Texto para leer:
——————————

Por su gran interés reproduzco
íntegramente la entrevista que Alberto Ruiz hizo a Damián Iguacen para el periódico El Día de Aragón, se publicó el domingo 29 de
marzo de 1992.
Damián Iguacen, obispo
emérito de Tenerife, salió de Aragón hacia Canarias en 1984 y en
el 91, al jubilarse, volvió a la tierra que le vio nacer
Fuencalderas, provincia de Zaragoza, 12-2-1916). Dirigió el
seminario de Huesca en el que estudió, tras regentar varias
parroquias en el Somontano y en el Pirineo, como por ejemplo en
Torla. Conoce su región palmo a palmo: hombre de pueblo y de la gran
ciudad, ha trabajado en todos los ámbitos y menesteres sacerdotales.
Actualmente (1992), aunque se mueve mucho “al servicio de quien se
lo pide”, su punto de referencia es Huesca.
“EL ÚLTIMO DE
TODOS...”
Damián Iguacen,
que rigió las diócesis de Huesca, Barbastro y Teruel, antes de
jubilarse como obispo en Tenerife, intentó en su vida hacer realidad
incondicional el lema elegido para su consagración episcopal.

——————————

Material proporcionado:

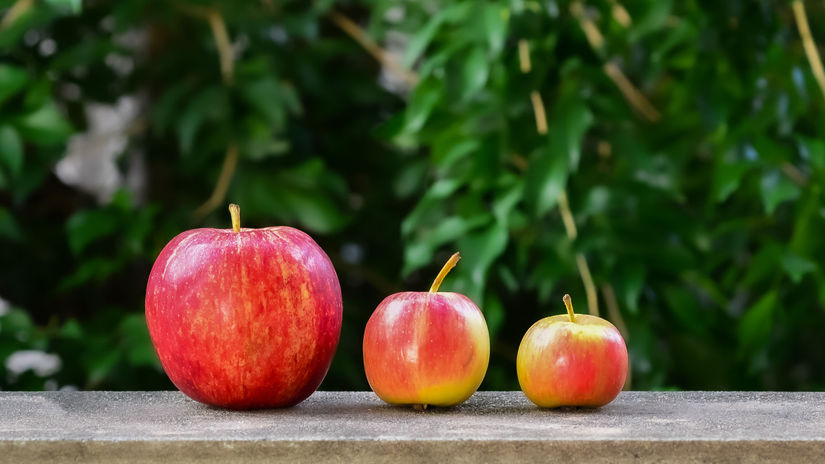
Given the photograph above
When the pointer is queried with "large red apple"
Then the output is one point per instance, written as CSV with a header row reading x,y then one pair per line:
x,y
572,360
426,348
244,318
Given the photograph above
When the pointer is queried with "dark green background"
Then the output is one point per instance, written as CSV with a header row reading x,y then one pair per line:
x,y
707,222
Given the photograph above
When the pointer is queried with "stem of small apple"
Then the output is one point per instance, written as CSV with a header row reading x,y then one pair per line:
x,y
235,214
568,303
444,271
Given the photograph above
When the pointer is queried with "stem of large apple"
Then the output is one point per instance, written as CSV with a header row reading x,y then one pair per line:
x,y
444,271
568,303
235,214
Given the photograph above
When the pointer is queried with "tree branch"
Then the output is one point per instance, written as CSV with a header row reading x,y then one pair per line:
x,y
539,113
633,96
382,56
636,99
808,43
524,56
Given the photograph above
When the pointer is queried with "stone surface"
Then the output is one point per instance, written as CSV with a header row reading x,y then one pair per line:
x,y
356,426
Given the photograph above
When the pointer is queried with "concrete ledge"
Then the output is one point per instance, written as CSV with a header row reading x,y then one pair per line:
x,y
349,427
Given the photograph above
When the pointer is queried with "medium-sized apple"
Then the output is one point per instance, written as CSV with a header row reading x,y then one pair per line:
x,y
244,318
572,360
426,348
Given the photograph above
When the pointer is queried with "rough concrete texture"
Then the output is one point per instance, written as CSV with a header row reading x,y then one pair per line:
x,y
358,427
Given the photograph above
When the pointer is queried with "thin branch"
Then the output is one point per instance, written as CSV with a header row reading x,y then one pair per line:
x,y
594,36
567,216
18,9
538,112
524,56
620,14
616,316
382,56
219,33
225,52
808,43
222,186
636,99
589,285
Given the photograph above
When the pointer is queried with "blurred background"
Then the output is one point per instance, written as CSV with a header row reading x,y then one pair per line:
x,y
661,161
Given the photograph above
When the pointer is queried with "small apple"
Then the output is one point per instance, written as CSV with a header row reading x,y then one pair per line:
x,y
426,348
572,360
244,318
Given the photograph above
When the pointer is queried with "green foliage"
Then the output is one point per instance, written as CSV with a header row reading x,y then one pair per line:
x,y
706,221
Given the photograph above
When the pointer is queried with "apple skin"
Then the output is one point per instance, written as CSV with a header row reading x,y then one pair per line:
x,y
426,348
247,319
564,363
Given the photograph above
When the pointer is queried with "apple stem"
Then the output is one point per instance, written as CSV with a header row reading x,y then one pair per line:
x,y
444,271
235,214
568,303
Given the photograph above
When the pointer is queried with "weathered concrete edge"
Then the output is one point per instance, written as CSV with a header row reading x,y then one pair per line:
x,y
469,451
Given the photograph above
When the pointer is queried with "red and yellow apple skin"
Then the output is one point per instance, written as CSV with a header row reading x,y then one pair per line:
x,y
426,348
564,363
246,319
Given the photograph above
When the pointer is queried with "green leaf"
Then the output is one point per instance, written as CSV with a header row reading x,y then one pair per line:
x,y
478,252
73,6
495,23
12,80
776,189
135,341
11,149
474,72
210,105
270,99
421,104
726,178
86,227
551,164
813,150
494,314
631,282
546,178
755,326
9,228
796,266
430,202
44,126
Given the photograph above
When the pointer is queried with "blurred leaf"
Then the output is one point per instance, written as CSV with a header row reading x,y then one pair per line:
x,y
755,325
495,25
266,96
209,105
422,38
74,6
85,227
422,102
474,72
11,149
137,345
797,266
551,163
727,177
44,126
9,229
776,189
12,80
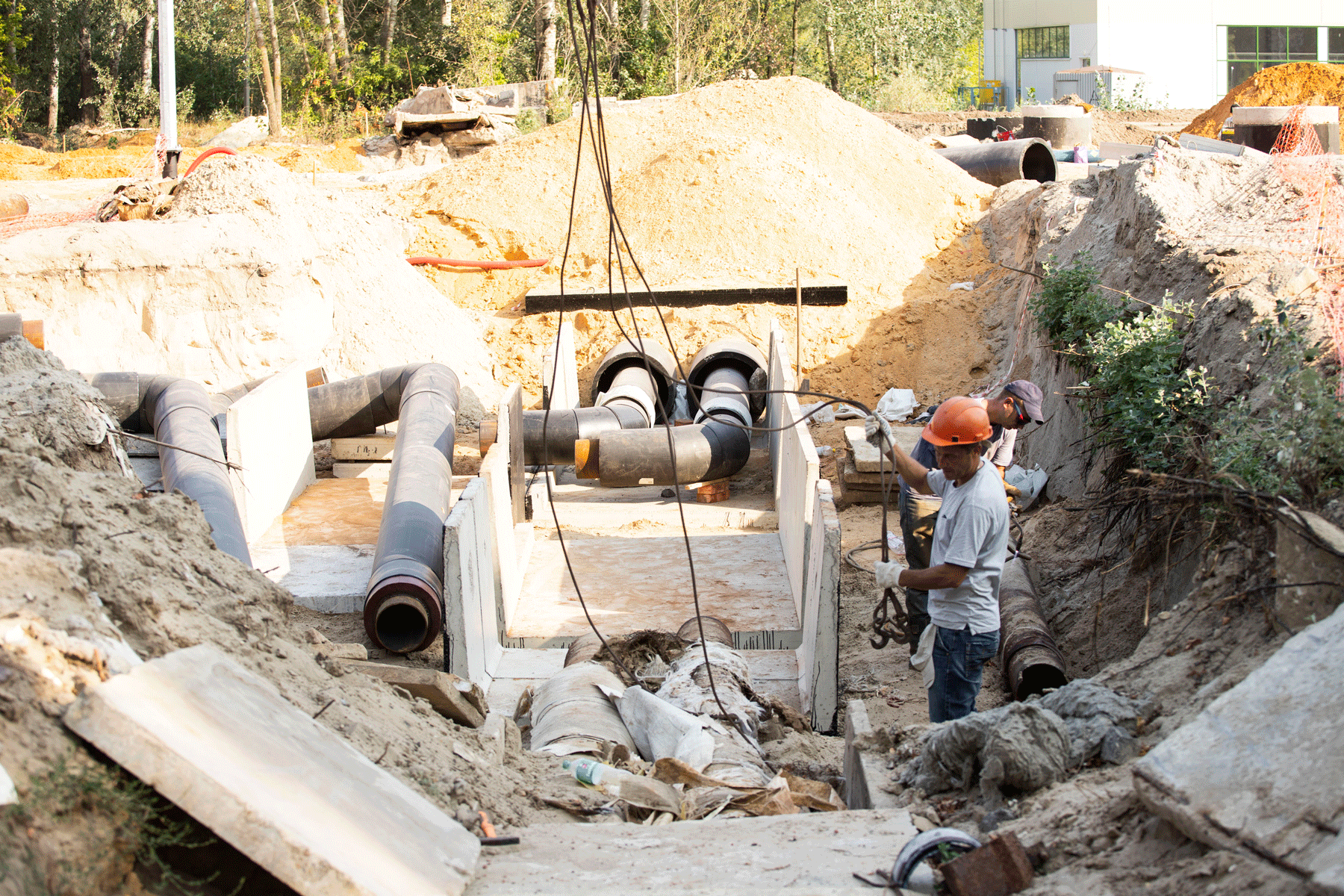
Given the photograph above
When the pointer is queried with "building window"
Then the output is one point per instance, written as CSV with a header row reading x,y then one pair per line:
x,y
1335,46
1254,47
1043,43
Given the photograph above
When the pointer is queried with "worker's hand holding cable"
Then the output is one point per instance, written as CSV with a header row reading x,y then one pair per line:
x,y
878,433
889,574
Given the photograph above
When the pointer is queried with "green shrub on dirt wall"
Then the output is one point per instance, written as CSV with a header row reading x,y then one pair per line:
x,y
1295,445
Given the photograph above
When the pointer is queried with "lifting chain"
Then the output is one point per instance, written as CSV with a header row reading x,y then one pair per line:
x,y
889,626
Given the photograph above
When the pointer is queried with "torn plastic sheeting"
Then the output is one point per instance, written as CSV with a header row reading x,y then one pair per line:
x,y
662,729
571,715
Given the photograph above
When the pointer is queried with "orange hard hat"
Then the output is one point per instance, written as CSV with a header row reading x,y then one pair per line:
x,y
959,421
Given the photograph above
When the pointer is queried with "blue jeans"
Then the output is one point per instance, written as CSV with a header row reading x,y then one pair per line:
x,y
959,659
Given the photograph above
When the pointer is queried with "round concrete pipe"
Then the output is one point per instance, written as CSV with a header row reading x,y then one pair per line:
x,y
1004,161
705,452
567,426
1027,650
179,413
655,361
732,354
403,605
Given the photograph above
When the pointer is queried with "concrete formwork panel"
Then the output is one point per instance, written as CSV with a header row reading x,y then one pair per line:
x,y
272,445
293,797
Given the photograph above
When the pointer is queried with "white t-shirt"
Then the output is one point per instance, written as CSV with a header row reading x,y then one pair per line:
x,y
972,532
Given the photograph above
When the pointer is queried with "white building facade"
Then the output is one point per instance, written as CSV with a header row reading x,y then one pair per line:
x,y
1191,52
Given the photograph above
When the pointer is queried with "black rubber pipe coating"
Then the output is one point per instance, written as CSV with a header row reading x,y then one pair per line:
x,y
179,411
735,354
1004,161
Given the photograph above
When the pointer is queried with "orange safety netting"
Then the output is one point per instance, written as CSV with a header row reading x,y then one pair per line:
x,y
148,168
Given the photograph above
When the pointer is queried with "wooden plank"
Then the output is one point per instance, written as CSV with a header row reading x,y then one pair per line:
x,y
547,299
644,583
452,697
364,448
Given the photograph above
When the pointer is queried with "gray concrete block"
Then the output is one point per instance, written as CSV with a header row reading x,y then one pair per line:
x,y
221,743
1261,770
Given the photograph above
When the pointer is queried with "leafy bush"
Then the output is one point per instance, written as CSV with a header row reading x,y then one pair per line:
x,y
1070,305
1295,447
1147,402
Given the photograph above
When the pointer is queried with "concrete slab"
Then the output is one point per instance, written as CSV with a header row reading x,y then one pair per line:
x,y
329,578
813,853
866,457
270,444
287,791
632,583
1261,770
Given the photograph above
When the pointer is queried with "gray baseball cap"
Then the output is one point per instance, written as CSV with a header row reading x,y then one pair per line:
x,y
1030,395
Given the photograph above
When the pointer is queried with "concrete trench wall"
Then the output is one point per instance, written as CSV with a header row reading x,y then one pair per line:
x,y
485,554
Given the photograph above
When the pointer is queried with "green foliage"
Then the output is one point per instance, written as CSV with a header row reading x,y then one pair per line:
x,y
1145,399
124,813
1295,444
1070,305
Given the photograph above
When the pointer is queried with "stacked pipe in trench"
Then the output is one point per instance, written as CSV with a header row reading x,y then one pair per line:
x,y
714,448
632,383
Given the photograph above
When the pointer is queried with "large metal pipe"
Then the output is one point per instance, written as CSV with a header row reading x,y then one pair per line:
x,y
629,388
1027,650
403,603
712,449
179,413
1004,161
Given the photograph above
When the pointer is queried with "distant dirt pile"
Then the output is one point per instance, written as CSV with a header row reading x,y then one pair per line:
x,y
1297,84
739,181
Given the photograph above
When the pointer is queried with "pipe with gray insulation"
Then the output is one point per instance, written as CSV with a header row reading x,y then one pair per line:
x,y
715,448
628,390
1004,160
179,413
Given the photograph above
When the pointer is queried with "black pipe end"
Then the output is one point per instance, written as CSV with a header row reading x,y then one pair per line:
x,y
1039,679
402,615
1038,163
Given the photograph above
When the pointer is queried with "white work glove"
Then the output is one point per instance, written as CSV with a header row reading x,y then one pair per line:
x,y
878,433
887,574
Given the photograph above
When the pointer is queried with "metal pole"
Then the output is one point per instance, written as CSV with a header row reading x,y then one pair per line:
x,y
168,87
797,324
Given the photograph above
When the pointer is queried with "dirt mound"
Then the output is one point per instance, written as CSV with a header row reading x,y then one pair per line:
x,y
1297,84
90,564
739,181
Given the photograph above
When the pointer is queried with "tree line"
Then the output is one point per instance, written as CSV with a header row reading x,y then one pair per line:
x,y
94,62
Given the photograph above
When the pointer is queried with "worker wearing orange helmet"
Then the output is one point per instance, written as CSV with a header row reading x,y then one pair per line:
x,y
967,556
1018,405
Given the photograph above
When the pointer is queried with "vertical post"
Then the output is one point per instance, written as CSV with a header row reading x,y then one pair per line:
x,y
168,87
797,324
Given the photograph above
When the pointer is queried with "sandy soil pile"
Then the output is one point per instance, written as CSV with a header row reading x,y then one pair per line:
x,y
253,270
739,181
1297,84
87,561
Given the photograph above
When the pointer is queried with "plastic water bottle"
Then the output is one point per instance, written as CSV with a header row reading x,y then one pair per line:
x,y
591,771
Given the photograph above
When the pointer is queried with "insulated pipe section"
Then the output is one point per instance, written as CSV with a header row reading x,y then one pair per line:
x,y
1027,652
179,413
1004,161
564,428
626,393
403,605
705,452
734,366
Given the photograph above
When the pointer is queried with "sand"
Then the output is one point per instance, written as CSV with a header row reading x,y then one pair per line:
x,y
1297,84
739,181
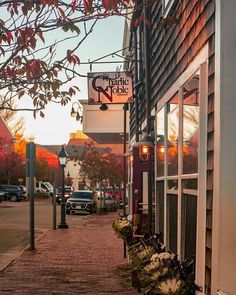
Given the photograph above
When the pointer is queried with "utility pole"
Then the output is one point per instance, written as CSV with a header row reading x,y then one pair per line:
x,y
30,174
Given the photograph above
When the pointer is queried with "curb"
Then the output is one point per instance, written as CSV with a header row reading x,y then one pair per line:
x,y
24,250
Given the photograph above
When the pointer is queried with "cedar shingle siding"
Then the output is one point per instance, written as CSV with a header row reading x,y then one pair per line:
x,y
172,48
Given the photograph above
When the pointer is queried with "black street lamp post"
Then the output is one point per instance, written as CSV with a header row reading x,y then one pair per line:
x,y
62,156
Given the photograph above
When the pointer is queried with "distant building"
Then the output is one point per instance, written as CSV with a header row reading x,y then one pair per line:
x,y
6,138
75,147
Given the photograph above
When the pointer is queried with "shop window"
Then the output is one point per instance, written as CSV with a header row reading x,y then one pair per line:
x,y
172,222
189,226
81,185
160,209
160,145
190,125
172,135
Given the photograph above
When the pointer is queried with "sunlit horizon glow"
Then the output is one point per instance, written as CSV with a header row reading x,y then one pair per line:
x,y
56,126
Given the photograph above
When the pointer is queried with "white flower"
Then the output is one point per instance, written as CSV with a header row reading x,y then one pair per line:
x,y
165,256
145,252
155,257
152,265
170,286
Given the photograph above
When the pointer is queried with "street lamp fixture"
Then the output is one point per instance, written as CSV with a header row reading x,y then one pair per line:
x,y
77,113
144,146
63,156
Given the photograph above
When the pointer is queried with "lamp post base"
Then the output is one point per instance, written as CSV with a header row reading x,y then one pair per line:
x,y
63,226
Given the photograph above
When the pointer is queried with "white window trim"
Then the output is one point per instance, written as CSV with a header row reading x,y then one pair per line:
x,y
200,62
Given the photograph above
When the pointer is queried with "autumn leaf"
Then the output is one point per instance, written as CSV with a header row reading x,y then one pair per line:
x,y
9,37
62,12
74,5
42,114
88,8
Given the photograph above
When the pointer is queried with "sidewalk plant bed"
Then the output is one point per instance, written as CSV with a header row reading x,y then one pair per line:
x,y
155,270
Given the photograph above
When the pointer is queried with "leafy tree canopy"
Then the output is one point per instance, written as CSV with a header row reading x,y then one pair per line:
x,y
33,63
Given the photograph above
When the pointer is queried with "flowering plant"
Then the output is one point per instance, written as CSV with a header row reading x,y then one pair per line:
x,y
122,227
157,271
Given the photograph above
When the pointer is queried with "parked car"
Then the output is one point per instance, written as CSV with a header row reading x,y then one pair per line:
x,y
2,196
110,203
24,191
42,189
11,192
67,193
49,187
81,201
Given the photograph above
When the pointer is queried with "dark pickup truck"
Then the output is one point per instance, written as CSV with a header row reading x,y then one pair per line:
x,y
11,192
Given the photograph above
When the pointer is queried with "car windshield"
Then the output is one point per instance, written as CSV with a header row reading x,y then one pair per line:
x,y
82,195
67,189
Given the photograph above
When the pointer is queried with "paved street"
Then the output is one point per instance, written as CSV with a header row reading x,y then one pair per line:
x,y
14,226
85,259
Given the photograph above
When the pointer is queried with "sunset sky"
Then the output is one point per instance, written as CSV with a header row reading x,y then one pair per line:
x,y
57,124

——————————

Instrucciones de la tarea: Prosigue el texto sobre Damián Iguacen a partir de su última frase. El material no guarda relación con el texto sobre Damián Iguacen.

Respuesta:
Por
Alberto Ruiz
“Con el corazón en la mano” o “con la mano en el corazón”
son gestos físicos -que no palabras de poeta sin oficio- del obispo
aragonés Damián Iguacen. Los hace cuando conversa con uno , codo a
codo, juntos en el mismo cuadrante de una mesa camilla. Su bondadoso
rostro crea el barrunto de que ese gesto externo es toda una realidad
que trasciende y se clava en la memoria.
Dispuesto a charlar el rato que haga falta, estar una hora hablando
con el que fue administrador apostólico de Huesca, obispo de
Barbastro y de Teruel, antes de serlo de Tenerife, se antoja un
minuto.
En Zaragoza es “Don Damián”. Así se le conoció por muchos
años, cuando la parroquia de Santa Engracia pertenecía a la
diócesis de Huesca y trabajó como delegado o vicario de su obispo
en este enclave o regentando en el barrio San José la iglesia de
San Lino.
Su palabra es fluída, porque no se anda por las ramas conceptuales
de la abstracción: porque todo él “destila” sencillez. Habla
sin remilgos y, tácitamente, te invita a decir lo que te salga. El
solo atiende y comprende. Responde. Se deja que le corten. No vuelve
atrás: siempre dispuesto a conectar con la última expresión con la
que su interlocutor le requiere.
El sabe que le quieren “todos”. No lo dice, pero a través de su
mano y de sus ojos se trasluce que esa realidad la tiene como un
tesoro; quizá, como las últimas y más dulces gotas del fruto de su
trabajo, ahora, en la jubilación.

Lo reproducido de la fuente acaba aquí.